§ **Directions for this task**: Within the entries below, the lines from the one with "the motorcycle front" through the one with "the motorcycle rider" are to be set down exactly, both ends kept.
:::::
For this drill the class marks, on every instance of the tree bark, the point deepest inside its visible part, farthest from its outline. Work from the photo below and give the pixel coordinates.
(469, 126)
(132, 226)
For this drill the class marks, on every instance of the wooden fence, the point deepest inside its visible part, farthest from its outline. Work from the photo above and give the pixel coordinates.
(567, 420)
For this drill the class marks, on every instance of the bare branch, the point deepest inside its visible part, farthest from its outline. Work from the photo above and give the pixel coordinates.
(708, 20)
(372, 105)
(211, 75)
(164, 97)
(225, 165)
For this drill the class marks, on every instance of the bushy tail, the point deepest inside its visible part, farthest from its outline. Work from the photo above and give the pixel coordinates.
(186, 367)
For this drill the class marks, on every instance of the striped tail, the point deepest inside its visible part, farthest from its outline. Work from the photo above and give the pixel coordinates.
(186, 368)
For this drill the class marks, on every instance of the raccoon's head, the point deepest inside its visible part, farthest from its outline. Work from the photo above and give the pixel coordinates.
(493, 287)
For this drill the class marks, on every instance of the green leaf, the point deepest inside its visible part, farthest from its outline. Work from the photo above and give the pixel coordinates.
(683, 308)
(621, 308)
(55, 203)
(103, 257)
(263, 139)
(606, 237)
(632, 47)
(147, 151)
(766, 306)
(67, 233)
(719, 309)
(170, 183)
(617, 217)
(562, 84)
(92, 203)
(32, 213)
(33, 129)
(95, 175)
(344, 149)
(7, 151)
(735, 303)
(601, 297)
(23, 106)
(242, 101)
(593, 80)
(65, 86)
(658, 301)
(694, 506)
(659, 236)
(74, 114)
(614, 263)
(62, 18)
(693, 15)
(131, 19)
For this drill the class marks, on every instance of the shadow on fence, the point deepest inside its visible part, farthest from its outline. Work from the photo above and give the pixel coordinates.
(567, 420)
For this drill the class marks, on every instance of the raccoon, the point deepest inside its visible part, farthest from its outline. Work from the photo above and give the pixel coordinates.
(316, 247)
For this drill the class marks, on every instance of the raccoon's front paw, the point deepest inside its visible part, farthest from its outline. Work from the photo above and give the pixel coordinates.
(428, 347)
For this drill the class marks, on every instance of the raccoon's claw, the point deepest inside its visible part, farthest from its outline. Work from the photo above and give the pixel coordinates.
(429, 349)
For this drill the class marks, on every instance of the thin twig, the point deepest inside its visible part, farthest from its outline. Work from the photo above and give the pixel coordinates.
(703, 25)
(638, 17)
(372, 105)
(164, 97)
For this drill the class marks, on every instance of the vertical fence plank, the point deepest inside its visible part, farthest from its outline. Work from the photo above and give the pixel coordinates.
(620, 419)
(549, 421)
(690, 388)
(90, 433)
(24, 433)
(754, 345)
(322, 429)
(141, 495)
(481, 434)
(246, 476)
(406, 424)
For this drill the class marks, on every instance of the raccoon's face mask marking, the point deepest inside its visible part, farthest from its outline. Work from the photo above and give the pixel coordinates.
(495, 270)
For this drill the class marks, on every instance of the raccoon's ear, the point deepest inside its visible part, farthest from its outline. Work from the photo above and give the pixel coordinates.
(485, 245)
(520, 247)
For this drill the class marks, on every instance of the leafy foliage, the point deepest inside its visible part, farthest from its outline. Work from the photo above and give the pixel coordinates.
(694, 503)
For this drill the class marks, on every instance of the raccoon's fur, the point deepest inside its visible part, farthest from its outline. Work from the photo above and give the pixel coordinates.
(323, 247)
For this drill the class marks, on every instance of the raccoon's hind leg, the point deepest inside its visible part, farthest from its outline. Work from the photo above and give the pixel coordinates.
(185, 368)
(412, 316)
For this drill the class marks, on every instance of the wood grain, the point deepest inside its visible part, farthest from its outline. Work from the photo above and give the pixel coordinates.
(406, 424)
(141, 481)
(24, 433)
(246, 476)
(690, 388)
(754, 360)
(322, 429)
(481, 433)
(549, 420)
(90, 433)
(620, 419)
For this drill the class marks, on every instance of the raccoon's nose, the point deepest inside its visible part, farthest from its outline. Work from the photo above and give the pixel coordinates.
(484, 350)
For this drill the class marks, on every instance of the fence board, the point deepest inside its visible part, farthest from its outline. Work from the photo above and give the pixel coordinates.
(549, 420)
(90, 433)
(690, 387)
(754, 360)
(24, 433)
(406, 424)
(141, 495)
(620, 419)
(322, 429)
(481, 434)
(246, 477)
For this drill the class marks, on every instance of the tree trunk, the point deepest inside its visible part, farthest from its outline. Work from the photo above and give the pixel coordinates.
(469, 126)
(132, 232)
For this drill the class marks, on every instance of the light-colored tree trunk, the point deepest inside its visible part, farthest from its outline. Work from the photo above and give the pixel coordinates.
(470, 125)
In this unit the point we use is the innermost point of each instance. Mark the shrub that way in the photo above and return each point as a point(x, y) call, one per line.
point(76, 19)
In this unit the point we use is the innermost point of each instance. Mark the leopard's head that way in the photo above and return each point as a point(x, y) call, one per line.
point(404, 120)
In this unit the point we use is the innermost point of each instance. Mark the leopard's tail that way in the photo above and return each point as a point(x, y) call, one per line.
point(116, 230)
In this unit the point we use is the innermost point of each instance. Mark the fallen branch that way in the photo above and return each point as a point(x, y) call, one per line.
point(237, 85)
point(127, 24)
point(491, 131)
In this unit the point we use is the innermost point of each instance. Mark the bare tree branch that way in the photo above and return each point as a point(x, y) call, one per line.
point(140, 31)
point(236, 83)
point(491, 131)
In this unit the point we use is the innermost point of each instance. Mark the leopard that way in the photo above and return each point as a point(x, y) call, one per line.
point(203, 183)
:::::
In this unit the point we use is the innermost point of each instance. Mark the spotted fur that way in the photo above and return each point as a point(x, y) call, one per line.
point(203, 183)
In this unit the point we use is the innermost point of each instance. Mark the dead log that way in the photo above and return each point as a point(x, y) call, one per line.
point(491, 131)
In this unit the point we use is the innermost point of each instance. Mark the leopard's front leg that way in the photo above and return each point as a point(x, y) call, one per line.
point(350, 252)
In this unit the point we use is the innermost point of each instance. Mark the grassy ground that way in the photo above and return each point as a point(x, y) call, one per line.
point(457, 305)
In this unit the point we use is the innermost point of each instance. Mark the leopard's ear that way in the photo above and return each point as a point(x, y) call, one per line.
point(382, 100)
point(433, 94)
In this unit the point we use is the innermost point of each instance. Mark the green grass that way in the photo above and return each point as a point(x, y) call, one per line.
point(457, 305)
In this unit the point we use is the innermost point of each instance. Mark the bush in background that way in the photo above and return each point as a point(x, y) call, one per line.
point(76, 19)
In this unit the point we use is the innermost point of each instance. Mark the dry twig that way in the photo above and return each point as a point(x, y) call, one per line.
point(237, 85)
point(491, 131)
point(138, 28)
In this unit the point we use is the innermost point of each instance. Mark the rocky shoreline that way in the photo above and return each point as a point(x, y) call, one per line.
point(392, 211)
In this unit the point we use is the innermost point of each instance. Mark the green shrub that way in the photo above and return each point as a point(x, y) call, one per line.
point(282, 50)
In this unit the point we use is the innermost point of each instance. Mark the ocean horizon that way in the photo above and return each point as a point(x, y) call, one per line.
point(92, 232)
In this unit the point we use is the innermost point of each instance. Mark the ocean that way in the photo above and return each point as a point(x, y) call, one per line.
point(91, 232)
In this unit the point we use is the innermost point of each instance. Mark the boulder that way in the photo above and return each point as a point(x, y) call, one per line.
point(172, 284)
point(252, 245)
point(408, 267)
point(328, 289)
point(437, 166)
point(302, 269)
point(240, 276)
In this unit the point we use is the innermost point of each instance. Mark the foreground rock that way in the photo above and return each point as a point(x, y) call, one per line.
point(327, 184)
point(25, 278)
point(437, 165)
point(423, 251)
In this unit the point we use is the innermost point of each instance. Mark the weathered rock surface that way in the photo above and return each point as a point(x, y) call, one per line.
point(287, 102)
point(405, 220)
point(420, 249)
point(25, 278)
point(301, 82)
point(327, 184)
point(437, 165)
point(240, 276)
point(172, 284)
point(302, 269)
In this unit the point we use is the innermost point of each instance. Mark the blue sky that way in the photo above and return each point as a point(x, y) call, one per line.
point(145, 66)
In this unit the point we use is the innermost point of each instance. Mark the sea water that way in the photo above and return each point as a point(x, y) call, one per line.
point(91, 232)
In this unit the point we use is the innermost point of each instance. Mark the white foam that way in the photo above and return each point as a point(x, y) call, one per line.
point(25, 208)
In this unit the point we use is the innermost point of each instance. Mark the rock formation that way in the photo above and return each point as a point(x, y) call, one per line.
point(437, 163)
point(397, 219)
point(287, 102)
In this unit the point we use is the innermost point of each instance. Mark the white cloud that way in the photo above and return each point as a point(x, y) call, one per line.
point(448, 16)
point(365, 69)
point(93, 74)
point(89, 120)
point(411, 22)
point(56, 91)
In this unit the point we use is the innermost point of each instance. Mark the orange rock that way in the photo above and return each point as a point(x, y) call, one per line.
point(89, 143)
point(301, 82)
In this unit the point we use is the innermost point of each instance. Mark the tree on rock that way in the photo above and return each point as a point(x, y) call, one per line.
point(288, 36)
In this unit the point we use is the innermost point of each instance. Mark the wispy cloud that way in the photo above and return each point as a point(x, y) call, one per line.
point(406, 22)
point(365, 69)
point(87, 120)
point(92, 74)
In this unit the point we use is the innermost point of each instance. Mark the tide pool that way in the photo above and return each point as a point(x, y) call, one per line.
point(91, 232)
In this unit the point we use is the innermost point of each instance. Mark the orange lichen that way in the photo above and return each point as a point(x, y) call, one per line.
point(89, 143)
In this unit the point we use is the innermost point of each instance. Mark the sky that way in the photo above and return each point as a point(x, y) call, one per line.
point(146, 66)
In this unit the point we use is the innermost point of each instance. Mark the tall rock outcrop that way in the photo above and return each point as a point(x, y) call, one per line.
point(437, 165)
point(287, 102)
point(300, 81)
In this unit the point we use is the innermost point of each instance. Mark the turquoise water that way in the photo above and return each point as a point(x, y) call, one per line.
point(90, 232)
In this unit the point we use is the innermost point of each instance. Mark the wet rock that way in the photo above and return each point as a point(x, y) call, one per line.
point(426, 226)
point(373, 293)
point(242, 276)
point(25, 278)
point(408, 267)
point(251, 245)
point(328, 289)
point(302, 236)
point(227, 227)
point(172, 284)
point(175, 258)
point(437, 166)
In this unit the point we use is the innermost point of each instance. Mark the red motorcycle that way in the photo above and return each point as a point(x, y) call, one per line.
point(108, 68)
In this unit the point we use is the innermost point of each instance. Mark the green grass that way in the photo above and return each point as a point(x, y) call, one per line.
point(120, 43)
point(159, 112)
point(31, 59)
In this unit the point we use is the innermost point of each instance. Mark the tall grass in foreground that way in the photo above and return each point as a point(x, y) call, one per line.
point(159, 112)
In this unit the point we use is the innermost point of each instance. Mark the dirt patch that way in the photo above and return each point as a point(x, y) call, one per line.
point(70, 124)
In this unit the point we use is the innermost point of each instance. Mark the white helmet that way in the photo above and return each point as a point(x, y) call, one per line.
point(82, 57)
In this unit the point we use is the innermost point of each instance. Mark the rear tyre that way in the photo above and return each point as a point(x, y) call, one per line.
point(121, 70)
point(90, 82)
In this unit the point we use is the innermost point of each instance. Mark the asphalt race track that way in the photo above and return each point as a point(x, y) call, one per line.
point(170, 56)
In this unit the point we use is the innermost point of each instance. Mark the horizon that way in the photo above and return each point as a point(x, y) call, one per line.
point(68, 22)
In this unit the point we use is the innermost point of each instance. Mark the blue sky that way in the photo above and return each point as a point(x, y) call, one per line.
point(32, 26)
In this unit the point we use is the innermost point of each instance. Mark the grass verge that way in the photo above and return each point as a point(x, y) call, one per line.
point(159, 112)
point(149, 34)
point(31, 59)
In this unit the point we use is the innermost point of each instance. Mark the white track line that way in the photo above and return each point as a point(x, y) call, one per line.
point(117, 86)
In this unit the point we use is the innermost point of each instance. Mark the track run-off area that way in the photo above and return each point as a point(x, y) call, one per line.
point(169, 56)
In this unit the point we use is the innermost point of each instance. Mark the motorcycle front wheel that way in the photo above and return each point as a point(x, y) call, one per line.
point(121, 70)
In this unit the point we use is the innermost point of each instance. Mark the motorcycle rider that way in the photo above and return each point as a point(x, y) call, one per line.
:::::
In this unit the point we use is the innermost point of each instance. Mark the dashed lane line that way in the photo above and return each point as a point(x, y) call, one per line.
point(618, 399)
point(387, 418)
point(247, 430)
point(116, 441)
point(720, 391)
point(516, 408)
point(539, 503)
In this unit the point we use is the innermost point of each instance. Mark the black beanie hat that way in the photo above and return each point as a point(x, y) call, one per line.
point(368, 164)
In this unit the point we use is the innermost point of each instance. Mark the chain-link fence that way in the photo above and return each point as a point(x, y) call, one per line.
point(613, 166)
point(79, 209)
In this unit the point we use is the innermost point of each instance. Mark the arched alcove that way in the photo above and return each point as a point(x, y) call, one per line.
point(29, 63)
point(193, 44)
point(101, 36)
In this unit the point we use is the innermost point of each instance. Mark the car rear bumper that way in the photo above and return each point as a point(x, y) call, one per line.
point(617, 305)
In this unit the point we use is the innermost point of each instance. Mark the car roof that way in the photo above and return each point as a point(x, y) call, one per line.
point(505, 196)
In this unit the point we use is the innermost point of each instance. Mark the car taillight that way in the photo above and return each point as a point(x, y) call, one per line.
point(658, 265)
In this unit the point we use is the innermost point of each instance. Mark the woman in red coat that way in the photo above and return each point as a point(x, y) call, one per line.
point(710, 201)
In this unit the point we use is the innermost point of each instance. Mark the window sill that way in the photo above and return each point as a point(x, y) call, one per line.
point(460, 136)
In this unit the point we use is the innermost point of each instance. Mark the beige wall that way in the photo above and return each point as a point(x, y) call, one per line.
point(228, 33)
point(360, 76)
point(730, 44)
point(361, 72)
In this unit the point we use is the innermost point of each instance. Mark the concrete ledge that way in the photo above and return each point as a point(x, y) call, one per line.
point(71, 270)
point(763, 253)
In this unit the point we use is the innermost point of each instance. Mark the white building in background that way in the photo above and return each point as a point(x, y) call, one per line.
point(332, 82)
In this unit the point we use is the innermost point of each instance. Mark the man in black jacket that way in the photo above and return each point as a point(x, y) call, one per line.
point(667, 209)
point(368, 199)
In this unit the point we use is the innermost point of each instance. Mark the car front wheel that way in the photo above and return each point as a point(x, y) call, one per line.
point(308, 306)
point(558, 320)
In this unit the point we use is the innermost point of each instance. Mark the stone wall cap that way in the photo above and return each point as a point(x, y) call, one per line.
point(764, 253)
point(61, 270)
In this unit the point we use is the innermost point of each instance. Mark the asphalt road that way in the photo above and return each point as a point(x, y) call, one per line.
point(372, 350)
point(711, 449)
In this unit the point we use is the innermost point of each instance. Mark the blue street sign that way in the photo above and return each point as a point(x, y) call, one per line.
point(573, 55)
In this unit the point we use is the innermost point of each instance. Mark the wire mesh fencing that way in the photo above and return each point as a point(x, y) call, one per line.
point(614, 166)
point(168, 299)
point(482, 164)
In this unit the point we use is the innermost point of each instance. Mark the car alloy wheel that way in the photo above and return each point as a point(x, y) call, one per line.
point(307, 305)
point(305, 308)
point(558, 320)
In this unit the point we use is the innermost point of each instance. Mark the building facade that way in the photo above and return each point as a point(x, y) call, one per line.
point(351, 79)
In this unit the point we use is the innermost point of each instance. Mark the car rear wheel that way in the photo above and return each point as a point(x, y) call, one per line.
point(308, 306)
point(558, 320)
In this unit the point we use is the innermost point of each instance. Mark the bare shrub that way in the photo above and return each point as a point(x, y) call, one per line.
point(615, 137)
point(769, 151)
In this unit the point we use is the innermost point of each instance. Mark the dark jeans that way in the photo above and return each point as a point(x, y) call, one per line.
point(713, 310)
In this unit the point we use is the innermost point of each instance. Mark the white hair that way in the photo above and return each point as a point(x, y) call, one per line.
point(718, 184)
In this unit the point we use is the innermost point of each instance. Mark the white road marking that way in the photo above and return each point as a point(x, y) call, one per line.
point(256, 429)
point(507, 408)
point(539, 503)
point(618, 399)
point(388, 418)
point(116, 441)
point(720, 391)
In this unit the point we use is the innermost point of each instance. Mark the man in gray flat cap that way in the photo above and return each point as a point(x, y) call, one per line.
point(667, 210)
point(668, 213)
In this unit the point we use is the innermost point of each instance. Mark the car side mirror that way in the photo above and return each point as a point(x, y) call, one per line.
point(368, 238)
:::::
§ **Result of the task**:
In this unit the point we use is the innermost point of each instance. Mark the motorcycle front wheel that way in the photo above and return each point as a point(x, y) call, one per line.
point(121, 70)
In this unit the point we use is the innermost point of each instance. Mark the motorcycle rider that way in the photo above and return each point as a point(x, y) call, one per line.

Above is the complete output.